• SOURCE DOCUMENT:
********************
What I wanted to know is how exactly does this help me with the girl in my office or with girls in general? I'll know if it's love, anger, or fear that is motivating her reactions. I'll know if her perceived self-worth is greater, lesser, or equal to her actual self-worth and how that affects her actions. Basically i'll know all these things about her, but it's not exactly stuff you can talk about. Like the book says, people have a hard time accepting most of the truths about them and the urge to deny the truth is enough to destroy all the comfort and rapport with someone. I don't want to do that. How exactly is all of this going to help me then?

I like what you've posted so far GrkScorp, and it's helped a lot. If for nothing else, there's this total a-hole in my office and after reading the book and working on my own self worth and personal awareness he just became completely submissive today. He realized that I was aware of his actual worth, and the more he kept trying to intimidate while I wasn't adding fire by striking up any conflict with his ego, the more he realized for himself that his insecurities were showing. The story doesn't matter much, but the rest of my department thanked me for being able to handle the situation so well. I think it was a combination of both the book and just being more aware and comfortable with myself. I just had to get that off my chest.

But after reading a couple of the posts from everyone here, I realized that what I really want for myself, is more success with girls. Someone like me, for my age, with my kind of job, should at least not be single. It's very depressing going home to nobody but yourself, going through the week with nobody to really talk to. I just want that.
********************
Records of labeled points:
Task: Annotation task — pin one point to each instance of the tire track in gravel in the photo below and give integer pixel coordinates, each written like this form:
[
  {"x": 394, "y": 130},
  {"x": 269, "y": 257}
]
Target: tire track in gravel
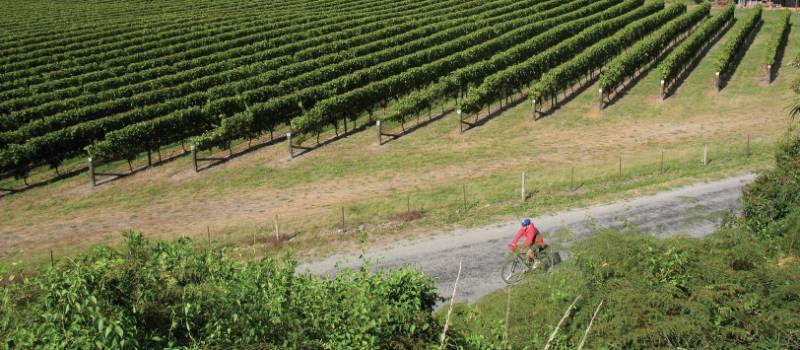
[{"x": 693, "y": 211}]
********************
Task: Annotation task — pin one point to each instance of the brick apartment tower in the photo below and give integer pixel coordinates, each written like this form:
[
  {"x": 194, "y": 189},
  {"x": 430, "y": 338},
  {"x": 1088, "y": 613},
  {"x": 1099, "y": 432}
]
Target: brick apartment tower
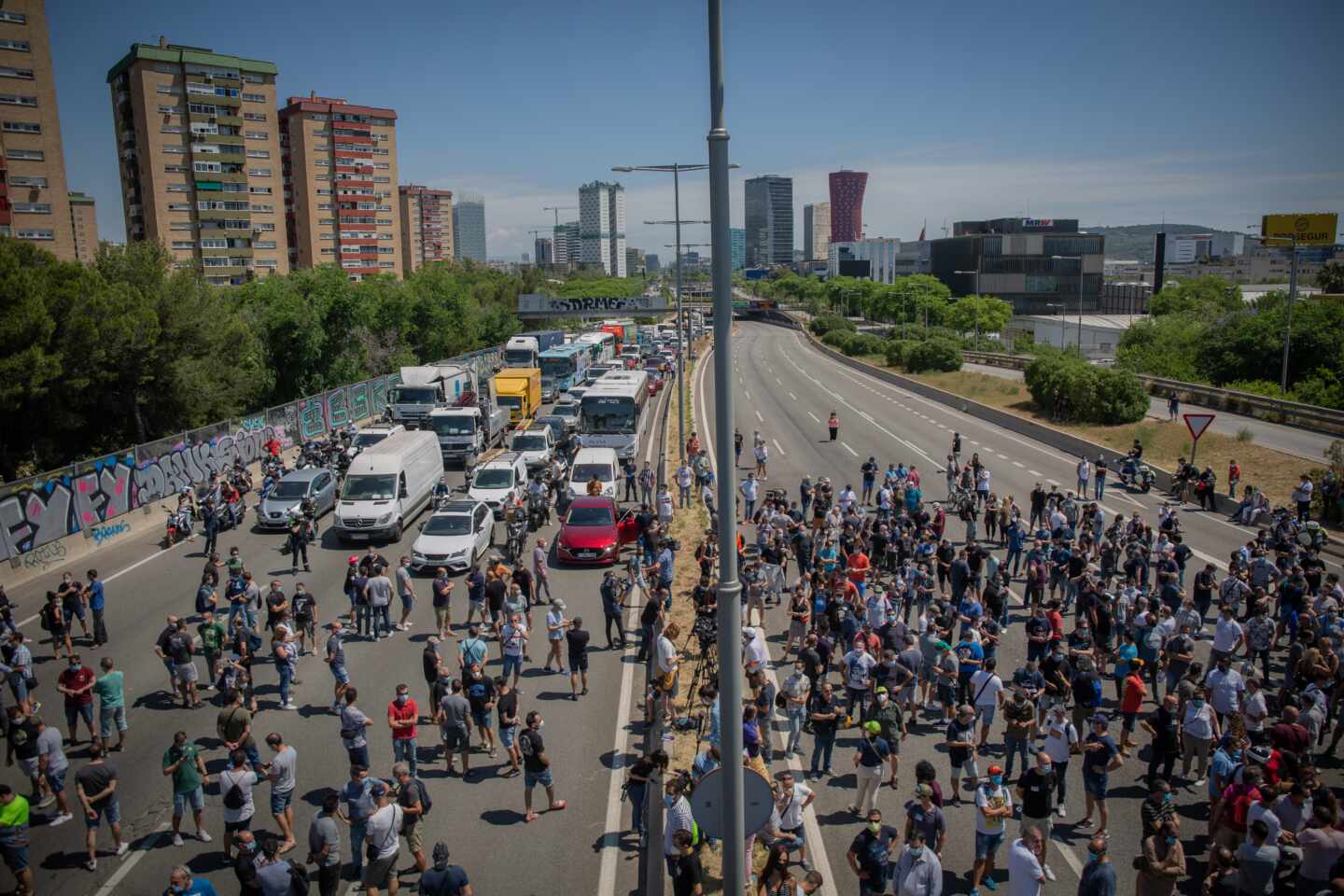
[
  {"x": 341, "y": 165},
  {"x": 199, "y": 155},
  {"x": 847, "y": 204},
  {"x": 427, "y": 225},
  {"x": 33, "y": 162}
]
********************
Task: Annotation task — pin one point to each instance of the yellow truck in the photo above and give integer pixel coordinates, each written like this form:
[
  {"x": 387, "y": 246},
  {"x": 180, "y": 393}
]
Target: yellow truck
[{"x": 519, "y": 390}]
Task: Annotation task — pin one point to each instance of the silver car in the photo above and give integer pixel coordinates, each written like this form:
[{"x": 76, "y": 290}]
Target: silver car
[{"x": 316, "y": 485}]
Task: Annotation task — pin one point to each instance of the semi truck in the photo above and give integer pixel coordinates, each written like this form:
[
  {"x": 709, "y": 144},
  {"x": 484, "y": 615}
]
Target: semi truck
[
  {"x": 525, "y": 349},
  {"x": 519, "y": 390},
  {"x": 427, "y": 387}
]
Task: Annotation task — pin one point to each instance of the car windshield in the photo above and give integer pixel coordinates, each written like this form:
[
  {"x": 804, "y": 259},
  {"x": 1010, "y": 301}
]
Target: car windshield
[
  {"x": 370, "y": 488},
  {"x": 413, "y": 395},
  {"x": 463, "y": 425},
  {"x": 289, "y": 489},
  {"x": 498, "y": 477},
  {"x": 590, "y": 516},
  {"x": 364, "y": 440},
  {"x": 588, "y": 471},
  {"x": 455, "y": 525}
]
********************
• WHAT IS ASKED:
1. In the forum post, how did the rest of the writer's department respond to the situation with the coworker?
2. Pick out every line of the records that contains the string "below". Case counts.

• EXPECTED RESULTS:
1. They thanked the writer for handling the situation so well.

2.
Task: Annotation task — pin one point to each instance of the tire track in gravel in the photo below and give integer pixel coordinates, each written like this form:
Task: Annotation task — pin one point to each instance of the brick apartment tower in the photo below and give integer pixel coordinates, each written like this form:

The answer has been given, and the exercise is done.